Activity: Only the lines from the one containing "Point out the beige" through the final line of the entries below are wanted, each copied exactly.

=== Input ===

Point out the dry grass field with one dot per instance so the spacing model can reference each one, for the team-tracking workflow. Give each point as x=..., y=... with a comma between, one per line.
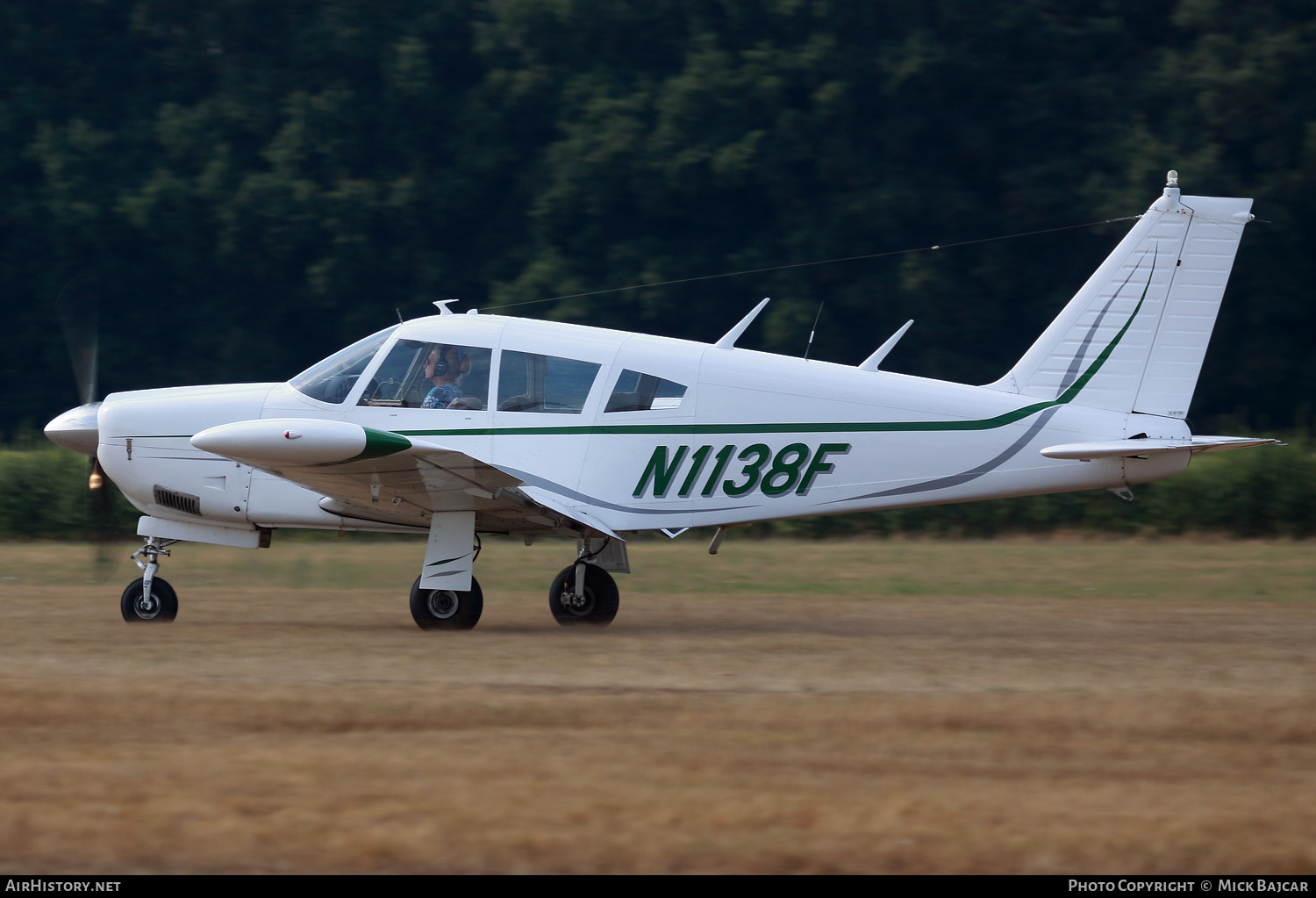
x=1008, y=706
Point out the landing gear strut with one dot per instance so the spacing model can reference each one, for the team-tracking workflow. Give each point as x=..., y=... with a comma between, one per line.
x=149, y=597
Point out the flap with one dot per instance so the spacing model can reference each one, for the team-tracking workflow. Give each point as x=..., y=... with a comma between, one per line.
x=1134, y=448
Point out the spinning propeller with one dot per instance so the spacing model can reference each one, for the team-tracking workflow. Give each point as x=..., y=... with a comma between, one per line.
x=79, y=318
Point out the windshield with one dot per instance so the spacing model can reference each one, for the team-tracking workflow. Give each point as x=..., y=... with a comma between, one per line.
x=333, y=378
x=418, y=374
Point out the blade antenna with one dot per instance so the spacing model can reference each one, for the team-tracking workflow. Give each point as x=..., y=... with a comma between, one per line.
x=812, y=331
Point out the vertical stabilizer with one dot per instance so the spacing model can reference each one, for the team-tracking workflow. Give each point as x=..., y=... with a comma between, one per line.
x=1134, y=336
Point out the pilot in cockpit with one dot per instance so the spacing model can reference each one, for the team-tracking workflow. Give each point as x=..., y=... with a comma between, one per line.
x=444, y=366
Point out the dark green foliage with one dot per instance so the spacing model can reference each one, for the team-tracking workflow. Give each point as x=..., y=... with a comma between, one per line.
x=1269, y=492
x=257, y=184
x=44, y=495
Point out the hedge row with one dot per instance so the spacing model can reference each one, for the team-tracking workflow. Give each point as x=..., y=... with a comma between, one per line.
x=1252, y=492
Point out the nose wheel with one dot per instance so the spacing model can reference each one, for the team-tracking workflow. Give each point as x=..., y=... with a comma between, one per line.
x=149, y=598
x=160, y=605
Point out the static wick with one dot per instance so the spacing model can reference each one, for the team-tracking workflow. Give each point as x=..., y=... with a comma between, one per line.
x=812, y=331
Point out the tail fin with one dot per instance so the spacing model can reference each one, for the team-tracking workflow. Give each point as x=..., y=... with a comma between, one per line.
x=1134, y=336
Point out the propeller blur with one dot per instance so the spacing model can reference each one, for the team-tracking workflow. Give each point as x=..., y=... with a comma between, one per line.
x=460, y=426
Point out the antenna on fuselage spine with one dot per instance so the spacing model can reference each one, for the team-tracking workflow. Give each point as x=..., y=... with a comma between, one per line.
x=812, y=331
x=873, y=361
x=729, y=339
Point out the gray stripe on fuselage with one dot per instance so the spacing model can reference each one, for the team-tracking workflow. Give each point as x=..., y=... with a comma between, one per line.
x=971, y=474
x=531, y=479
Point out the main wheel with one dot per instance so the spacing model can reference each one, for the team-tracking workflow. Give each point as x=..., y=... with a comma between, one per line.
x=160, y=606
x=447, y=608
x=600, y=598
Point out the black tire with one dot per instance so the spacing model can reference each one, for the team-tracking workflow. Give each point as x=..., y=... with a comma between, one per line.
x=447, y=608
x=162, y=606
x=600, y=598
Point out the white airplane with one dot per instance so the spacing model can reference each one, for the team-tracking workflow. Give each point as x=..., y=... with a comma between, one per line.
x=468, y=424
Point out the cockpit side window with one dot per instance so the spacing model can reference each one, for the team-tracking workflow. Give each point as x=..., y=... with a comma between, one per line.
x=418, y=374
x=544, y=384
x=642, y=392
x=333, y=378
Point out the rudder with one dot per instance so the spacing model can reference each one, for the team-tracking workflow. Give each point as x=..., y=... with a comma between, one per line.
x=1134, y=336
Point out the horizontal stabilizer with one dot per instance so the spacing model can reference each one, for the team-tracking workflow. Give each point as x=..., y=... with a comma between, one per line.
x=1134, y=448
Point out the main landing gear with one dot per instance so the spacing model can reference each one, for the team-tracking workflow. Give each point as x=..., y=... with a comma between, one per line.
x=583, y=593
x=149, y=598
x=594, y=603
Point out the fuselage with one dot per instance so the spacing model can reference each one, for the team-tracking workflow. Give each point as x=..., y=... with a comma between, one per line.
x=576, y=411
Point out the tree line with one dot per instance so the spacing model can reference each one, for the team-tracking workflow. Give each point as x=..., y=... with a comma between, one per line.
x=253, y=186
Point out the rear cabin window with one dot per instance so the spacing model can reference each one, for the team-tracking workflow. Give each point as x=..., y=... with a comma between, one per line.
x=642, y=392
x=544, y=384
x=418, y=374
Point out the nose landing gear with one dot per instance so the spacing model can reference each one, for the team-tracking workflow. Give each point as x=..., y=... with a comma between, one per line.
x=149, y=598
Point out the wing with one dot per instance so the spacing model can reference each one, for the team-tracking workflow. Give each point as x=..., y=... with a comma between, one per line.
x=1144, y=447
x=383, y=477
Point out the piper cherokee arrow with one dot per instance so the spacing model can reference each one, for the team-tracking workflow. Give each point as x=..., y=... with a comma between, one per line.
x=471, y=424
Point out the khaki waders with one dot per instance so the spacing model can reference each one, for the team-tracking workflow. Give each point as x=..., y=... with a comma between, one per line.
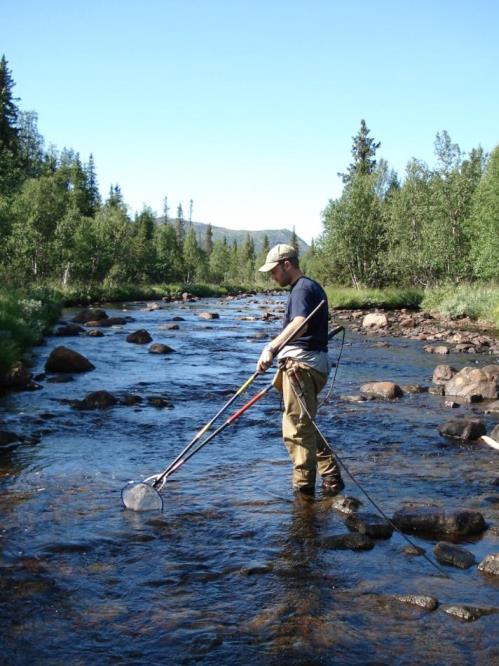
x=306, y=449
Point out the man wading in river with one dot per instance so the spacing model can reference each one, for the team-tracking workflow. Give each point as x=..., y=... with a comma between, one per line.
x=303, y=362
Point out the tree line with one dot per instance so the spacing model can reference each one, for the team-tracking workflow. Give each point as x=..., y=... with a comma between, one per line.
x=55, y=227
x=440, y=225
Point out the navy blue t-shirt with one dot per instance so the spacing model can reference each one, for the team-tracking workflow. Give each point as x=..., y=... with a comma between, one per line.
x=305, y=296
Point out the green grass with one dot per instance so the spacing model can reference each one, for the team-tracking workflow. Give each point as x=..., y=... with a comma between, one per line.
x=476, y=301
x=349, y=298
x=25, y=315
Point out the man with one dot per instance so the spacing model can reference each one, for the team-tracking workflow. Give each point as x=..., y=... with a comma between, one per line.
x=303, y=370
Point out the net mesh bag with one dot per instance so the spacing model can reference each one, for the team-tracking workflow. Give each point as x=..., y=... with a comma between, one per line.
x=141, y=497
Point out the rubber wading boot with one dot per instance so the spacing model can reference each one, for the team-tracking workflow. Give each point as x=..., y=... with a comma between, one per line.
x=332, y=485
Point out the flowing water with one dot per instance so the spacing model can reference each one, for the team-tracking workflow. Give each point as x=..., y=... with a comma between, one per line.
x=233, y=571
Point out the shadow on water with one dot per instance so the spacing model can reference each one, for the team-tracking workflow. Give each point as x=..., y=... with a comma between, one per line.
x=234, y=569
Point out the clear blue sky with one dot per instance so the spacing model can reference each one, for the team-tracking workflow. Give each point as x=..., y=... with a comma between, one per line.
x=249, y=107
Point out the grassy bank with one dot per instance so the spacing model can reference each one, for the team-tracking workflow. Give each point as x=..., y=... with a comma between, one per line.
x=344, y=298
x=25, y=315
x=473, y=301
x=86, y=294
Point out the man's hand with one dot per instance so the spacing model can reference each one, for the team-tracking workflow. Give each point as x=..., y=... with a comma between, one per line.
x=265, y=360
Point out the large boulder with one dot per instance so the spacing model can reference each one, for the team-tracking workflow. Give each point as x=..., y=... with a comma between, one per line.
x=448, y=553
x=209, y=315
x=63, y=359
x=69, y=330
x=375, y=320
x=160, y=348
x=369, y=524
x=96, y=400
x=17, y=377
x=442, y=374
x=382, y=390
x=140, y=337
x=468, y=382
x=431, y=521
x=90, y=314
x=464, y=428
x=490, y=564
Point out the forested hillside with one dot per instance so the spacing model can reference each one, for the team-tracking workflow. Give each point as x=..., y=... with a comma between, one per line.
x=437, y=225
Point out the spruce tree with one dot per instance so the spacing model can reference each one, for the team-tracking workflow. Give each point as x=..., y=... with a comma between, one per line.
x=364, y=150
x=10, y=172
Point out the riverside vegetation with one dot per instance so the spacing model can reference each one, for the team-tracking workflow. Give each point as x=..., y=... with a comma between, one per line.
x=395, y=243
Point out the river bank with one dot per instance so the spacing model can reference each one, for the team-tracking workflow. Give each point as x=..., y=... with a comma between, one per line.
x=236, y=569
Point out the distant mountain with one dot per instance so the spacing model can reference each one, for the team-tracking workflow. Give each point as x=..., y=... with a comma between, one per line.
x=275, y=236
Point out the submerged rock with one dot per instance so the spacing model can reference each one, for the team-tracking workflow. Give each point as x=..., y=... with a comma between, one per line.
x=371, y=524
x=375, y=320
x=209, y=315
x=96, y=400
x=345, y=504
x=467, y=613
x=483, y=382
x=90, y=314
x=140, y=337
x=431, y=521
x=382, y=390
x=8, y=438
x=442, y=374
x=355, y=541
x=463, y=428
x=448, y=553
x=159, y=348
x=427, y=602
x=159, y=401
x=438, y=349
x=490, y=564
x=17, y=377
x=69, y=330
x=63, y=359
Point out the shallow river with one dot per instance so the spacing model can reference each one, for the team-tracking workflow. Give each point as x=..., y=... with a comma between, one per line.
x=233, y=570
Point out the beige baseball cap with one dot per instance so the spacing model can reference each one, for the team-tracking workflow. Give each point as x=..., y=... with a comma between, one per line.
x=276, y=254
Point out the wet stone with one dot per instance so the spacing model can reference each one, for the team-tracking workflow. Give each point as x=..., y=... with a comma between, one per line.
x=90, y=314
x=159, y=401
x=464, y=429
x=370, y=524
x=256, y=568
x=95, y=333
x=130, y=399
x=355, y=541
x=209, y=315
x=414, y=388
x=159, y=348
x=345, y=504
x=96, y=400
x=428, y=603
x=467, y=613
x=414, y=551
x=490, y=564
x=63, y=359
x=60, y=379
x=431, y=521
x=140, y=337
x=381, y=390
x=69, y=330
x=448, y=553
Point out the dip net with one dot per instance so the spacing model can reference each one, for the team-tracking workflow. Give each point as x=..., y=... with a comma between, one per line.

===

Output of the exercise:
Point out the beige baseball cap with one dot per instance so the spacing model can reference each one, for the team-tracking workflow. Give each point as x=..., y=... with a comma between, one per line.
x=276, y=254
Point out the wet stone with one dot per instance so the spacing model can reference each one, for the team-tracking workflow. Give each point as x=..., y=... with a comma between, one per line.
x=90, y=314
x=159, y=401
x=464, y=429
x=370, y=524
x=256, y=568
x=95, y=333
x=130, y=399
x=355, y=541
x=209, y=315
x=414, y=388
x=159, y=348
x=345, y=504
x=96, y=400
x=428, y=603
x=467, y=613
x=414, y=551
x=490, y=564
x=63, y=359
x=60, y=379
x=431, y=521
x=140, y=337
x=381, y=390
x=69, y=330
x=448, y=553
Point out the dip net with one dot per instance so the spacing model can reference each one, for the team-tracking workflow. Give each point as x=..., y=... with a comma between, one per line.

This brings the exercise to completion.